» Stated problem: Show each line of the records that contains the string "every". Case counts.

* Begin *

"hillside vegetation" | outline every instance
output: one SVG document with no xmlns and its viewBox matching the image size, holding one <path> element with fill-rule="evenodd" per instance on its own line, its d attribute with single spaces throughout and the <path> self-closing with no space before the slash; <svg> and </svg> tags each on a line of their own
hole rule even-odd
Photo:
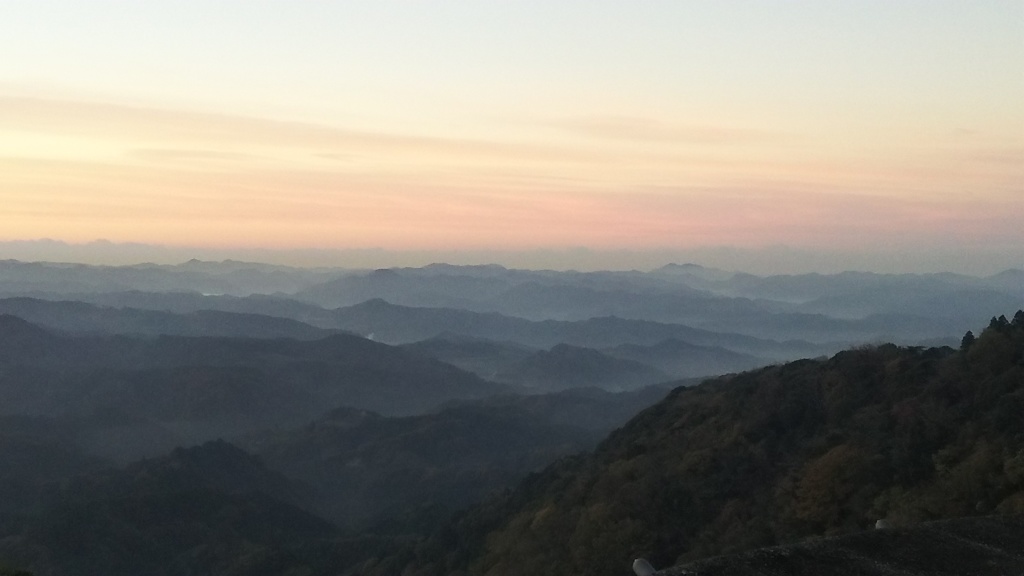
<svg viewBox="0 0 1024 576">
<path fill-rule="evenodd" d="M 681 387 L 359 574 L 615 575 L 869 528 L 1024 511 L 1024 312 L 949 347 L 864 346 Z"/>
</svg>

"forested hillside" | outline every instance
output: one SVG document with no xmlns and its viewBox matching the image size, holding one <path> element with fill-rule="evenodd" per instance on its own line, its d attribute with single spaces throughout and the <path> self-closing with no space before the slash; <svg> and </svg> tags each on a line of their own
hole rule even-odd
<svg viewBox="0 0 1024 576">
<path fill-rule="evenodd" d="M 809 536 L 1024 511 L 1024 312 L 677 388 L 359 574 L 622 574 Z"/>
</svg>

* End *

» Result of the exercise:
"hillside vegetation" | outline every instance
"forested hillside" | outline every instance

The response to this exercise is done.